→ Passage to read
+-------+
Show HN: Perks - Twitter on Autopilot - wyattferguson
http://perksapp.com/

======
avalaunch
This sounds really spammy. Automatically generating tweets? Ugh. Who would
want to read those tweets? And automatically unfollowing people that don't
follow back is a clear violation of twitter's TOS.

[https://support.twitter.com/entries/76915-automation-
rules-a...](https://support.twitter.com/entries/76915-automation-rules-and-
best-practices)

------
marknutter
Wow, this takes me back a few years when I was heavy into Twitter API apps
development. Websites like the OP's that automated Twitter activity were
pretty numerous and this one is run-of-the-mill from what I can tell. It's
unique in that I didn't think anybody was actually still seriously developing
Twitter apps these days after they harshed on the dev community so badly in
recent years. It certainly made me move on.

That said, I echo some of the concerns mentioned in other comments on this
thread. A lot of the features _are_ really spammy, and I've always personally
taken issue with the practice of auto-following people back. It destroys the
very nature of Twitter which is to follow people you're _actually_ interested
in, not simply to reciprocate the social connection. Auto-following will
destroy your Twitter newsfeed by filling it with garbage from random people's
content (provided you haven't already let your following count get out of
hand).

My prediction is due to the fact that some of the features in this app violate
Twitter's ever tightening TOS this app will not stick around in its current
form long enough to justify the purchase of one month of service, let alone an
entire year.

In the end, there's simply no substitute for, y'know, actually being
interesting.
+-------+
[Mask labeling examples]
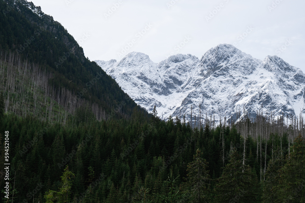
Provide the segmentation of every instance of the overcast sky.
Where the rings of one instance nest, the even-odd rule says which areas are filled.
[[[231,44],[263,60],[277,55],[305,73],[303,0],[32,0],[63,26],[91,60],[132,51],[158,63],[200,58]]]

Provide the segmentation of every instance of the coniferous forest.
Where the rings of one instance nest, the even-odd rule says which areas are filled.
[[[305,202],[301,115],[161,120],[40,7],[0,11],[0,202]]]
[[[2,114],[10,201],[304,202],[304,129],[257,118],[214,128],[135,109],[128,119],[65,125]]]

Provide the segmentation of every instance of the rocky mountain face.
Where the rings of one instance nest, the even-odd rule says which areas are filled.
[[[178,54],[157,64],[134,52],[119,62],[95,62],[138,104],[150,111],[155,105],[162,119],[185,114],[189,120],[191,107],[198,118],[199,106],[204,118],[218,120],[236,119],[244,108],[253,117],[305,113],[305,75],[276,56],[262,61],[225,44],[200,59]]]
+-------+
→ Written tasks
**1.** Answer these questions about the Perks thread:
(a) According to avalaunch, what does automatically unfollowing people who don't follow back clearly violate?
(b) What practice has marknutter always personally taken issue with?
(c) What does marknutter say there is no substitute for?
**2.** Can you continue the Perks thread from where it stops?

→ Task results
**1.**
(a) Twitter's TOS.
(b) Auto-following people back.
(c) Actually being interesting.

**2.**
------
wyattferguson
Hi All, Im the dev behind the site and I thought I would clear up a couple of
common questions/misconceptions about Perks.

1.When dont bulk follow and unfollow, we try to pick out users who are related
to you and have a high likely hood of following back.

2.I can assure you we dont just have an army of bots just following each
other, in a giant follow train / ponzi follower scheme.

3.When were generating tweets for users, its based around the users interests
and (hopefully) recent relevant news on that topic.

4.We've had alot of people mention not liking to enter a CC for the trail, and
were looking into changing that in the near future.

If anyone is curious why we made Perks, it was because we hated all those 'GET
FOLLOWERS FAST', or 'THOUSANDS OF NEW FOLLOWERS A DAY' services, they're
sleazy and amazingly spammy, and bad for the entire Twitter community. So were
trying to create a tool that automates alot of the tasks that a small business
would common have to spend alot of time on, and try to provide real growth and
interaction for those businesses, and not sketchy follow trains.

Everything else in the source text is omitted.